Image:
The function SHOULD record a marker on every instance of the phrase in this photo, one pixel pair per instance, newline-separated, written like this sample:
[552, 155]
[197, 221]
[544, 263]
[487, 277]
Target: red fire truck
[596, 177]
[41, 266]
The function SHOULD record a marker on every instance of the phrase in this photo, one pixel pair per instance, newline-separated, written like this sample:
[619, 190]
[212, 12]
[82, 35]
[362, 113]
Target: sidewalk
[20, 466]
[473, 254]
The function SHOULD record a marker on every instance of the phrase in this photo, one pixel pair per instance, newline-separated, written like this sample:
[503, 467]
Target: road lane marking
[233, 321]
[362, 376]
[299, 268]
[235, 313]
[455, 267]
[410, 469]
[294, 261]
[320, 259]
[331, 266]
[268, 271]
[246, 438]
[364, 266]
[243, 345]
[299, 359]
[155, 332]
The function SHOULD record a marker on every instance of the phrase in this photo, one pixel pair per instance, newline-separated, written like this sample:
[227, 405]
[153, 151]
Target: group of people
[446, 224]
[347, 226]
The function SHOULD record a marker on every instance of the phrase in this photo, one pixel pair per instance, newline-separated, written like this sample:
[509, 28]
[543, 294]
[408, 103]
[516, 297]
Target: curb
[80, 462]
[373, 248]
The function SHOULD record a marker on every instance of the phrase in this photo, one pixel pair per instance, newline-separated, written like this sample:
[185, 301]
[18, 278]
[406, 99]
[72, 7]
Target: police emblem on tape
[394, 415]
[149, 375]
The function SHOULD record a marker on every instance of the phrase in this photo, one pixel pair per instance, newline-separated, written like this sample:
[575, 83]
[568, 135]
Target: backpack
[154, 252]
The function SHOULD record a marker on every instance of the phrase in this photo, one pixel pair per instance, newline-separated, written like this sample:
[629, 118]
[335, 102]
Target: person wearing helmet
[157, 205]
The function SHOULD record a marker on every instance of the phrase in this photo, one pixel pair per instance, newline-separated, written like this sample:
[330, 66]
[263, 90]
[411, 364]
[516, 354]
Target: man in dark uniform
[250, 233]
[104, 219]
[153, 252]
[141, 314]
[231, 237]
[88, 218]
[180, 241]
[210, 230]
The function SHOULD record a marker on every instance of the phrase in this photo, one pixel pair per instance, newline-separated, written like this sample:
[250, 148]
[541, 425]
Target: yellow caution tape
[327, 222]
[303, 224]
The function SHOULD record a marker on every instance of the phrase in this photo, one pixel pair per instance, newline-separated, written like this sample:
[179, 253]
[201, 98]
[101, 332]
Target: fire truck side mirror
^^^^^^^^^^^^^^^^
■ **PROBLEM STATEMENT**: Top to bottom, set down the whole listing exactly.

■ **RESPONSE AREA**:
Image:
The function SHOULD record a marker on every instance of the phrase in this photo, one pixel pair per instance, newline-separated, written like this sample:
[552, 155]
[197, 221]
[544, 263]
[487, 277]
Target: red fire truck
[596, 177]
[41, 266]
The function SHOULD record a marker on every instance of the phrase in this photo, one pixel pair per instance, newline-separated, written like this sample:
[619, 190]
[212, 12]
[82, 35]
[362, 113]
Target: sidewalk
[20, 466]
[473, 254]
The function SHOULD record a marker on every instance of the phrase in this photo, one pixel pair per instance, newline-separated, written like this sample:
[503, 467]
Target: road lane marking
[233, 321]
[362, 376]
[299, 268]
[235, 313]
[455, 267]
[410, 469]
[294, 261]
[320, 259]
[331, 266]
[268, 271]
[246, 438]
[364, 266]
[243, 345]
[299, 359]
[155, 332]
The function SHOULD record a marker on every instance of the phrase in this photo, one pixel pair per instance, newline-separated, written like this sample:
[227, 405]
[153, 151]
Target: group of people
[446, 224]
[347, 226]
The function SHOULD record a marker on every instance of the phrase in this photo, one pixel pair per instance, newline-separated, written like this sample:
[509, 28]
[543, 294]
[408, 103]
[516, 297]
Target: curb
[80, 462]
[373, 248]
The function SHOULD record a marker on every instance of the phrase in this photo, one pixel pair per instance, newline-separated, written like this sample:
[185, 301]
[18, 278]
[406, 99]
[72, 7]
Target: police emblem on tape
[394, 415]
[149, 375]
The function SHOULD record a marker on every instance of the phrase in this photo, one pixel pair per instance, newline-separated, written like this sample:
[575, 83]
[568, 135]
Target: backpack
[154, 252]
The function SHOULD record a marker on every instance of the phrase in this photo, one pixel pair per instance, newline-separated, written like this sample:
[629, 118]
[335, 102]
Target: person wearing helmet
[157, 205]
The function SHOULD record a marker on every instance of the phrase in this photo, one pixel pair per instance, newline-separated, written like this sample:
[330, 66]
[263, 90]
[411, 364]
[516, 354]
Target: man in dark uniform
[250, 233]
[104, 219]
[153, 252]
[141, 314]
[231, 237]
[88, 218]
[180, 241]
[210, 230]
The function SHOULD record a marker on every instance of the phrase in this photo, one pixel pair per instance, newline-separated, written like this sample:
[250, 148]
[541, 425]
Target: yellow caution tape
[327, 222]
[303, 224]
The function SHOULD record a marker on every instance of the phrase in this photo, one pixel pair per instance, newline-separated, written like this sample:
[179, 253]
[201, 98]
[101, 332]
Target: fire truck side mirror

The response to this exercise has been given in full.